- **PROBLEMA SCRITTO 1**
Rispondi alle domande seguenti sul brano dedicato al carteggio tra Ingrao e Trentin.
(a) In quale data e in quale città muore Pietro Ingrao?
(b) In quale mese e anno si svolge la corrispondenza tra Ingrao e Trentin?
(c) Chi ha curato il diario di Trentin e con quale editore è uscito?

━━━━

Un dialogo interrotto...
di Ilaria Romeo
responsabile Archivio
storico CGIL nazionale
Il 27 settembre 2015 muore a Roma Pietro Ingrao, storico
dirigente del Pci e presidente della Camera, a lungo direttore de l'Unità.
Lo ricordiamo attraverso la pubblicazione della
corrispondenza intercorsa tra lui e Bruno Trentin, segretario generale della
CGIL, nelle calde giornate del luglio 1993.
La lettura delle missive ci restituisce un’immagine dei due
protagonisti sotto certi aspetti inedita, raccontandoci di due uomini riservati,
a volte anche schivi ma affettuosi, dall’immensa personalità e carica
umana.
Due intellettuali che onestamente ed apertamente si interrogano
sulle proprie scelte e anche sui propri errori per continuare a rinnovarsi, ad aprirsi
a tutte le esperienze vitali e a tutti i fenomeni di democrazia che covano nel
mondo dei lavoratori e che essi, prima di altri, intuiscono anche se ancora in via
definizione.
Scrive Trentin sul diario pubblicato a cura di Iginio
Ariemma (Ediesse 2017): “La consultazione ha dato i risultati che si potevano
prevedere […] Avevo scritto su questo poche parole a Pietro Ingrao.
Mi ha risposto con una lunga lettera che manifesta comunque una volontà di dialogo, e di questo, ora, mi sento debitore” (San Candido, 7 agosto 1993).

━━━━

- **PROBLEMA SCRITTO 2**
Conta le righe delle voci che contengono la stringa "skin", distinguendo tra maiuscole e minuscole. Scrivi solo il numero.

━━━━

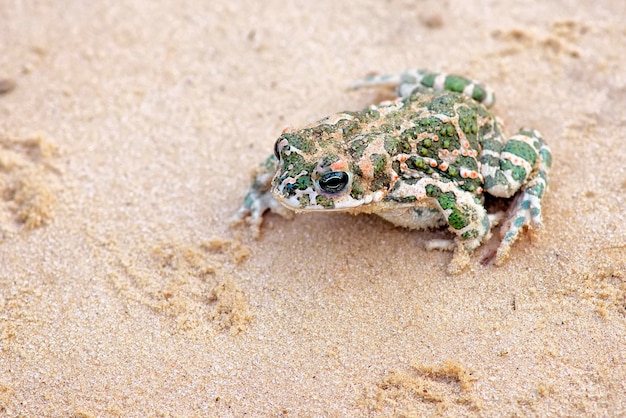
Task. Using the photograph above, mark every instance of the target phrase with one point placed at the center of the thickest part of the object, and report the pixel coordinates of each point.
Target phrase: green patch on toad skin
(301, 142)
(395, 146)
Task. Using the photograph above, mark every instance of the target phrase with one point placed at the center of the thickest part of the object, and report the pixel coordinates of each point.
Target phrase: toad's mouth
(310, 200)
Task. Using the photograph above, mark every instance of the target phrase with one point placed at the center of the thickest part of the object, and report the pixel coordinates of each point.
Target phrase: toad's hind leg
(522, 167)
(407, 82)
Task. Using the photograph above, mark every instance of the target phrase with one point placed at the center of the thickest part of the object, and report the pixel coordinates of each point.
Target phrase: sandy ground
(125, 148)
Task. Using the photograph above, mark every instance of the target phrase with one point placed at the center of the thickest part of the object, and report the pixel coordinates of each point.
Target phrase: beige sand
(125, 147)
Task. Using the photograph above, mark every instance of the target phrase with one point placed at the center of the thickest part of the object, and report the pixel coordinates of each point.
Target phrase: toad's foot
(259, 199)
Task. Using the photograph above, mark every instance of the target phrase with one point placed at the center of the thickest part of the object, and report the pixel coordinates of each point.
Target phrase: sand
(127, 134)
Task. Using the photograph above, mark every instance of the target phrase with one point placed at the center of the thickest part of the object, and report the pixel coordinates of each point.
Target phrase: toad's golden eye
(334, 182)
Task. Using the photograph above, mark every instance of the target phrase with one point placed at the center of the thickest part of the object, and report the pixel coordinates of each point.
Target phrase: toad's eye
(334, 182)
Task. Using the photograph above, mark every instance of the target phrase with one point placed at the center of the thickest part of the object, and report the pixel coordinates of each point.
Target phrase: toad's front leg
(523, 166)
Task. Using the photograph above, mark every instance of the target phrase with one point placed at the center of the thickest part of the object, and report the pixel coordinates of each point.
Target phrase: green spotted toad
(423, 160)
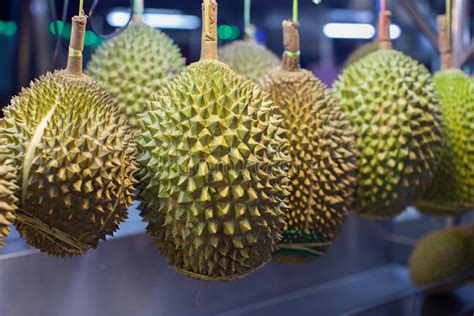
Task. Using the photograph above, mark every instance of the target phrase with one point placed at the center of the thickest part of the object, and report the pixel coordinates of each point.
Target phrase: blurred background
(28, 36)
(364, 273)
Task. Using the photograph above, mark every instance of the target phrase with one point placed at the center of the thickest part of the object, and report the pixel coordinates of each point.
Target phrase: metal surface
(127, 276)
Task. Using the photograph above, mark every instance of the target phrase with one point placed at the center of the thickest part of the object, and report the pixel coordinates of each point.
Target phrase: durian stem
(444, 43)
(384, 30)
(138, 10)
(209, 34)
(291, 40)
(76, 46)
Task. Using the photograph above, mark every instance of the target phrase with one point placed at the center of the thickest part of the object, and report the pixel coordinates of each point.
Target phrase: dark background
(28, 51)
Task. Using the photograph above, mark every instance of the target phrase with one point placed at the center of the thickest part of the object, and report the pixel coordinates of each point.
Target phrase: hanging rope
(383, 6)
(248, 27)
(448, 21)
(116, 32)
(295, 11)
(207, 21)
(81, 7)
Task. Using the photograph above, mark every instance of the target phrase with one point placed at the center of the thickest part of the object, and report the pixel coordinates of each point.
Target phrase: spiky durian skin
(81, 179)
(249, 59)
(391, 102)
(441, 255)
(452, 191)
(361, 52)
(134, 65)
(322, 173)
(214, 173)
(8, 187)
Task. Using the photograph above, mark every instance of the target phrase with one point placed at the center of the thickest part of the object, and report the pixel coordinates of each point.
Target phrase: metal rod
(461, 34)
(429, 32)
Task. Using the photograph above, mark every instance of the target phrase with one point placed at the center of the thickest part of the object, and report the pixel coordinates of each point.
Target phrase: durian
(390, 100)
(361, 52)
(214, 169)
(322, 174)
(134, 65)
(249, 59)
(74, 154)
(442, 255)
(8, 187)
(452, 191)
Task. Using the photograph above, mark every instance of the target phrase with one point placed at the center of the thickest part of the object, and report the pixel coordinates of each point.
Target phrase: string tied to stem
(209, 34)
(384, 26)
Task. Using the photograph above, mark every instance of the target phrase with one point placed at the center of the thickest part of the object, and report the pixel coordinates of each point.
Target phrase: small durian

━━━━

- **SOLUZIONE COMPLETA 1**
(a) Il 27 settembre 2015, a Roma.
(b) Nel luglio 1993.
(c) Lo ha curato Iginio Ariemma ed è uscito con Ediesse (2017).

- **SOLUZIONE COMPLETA 2**
2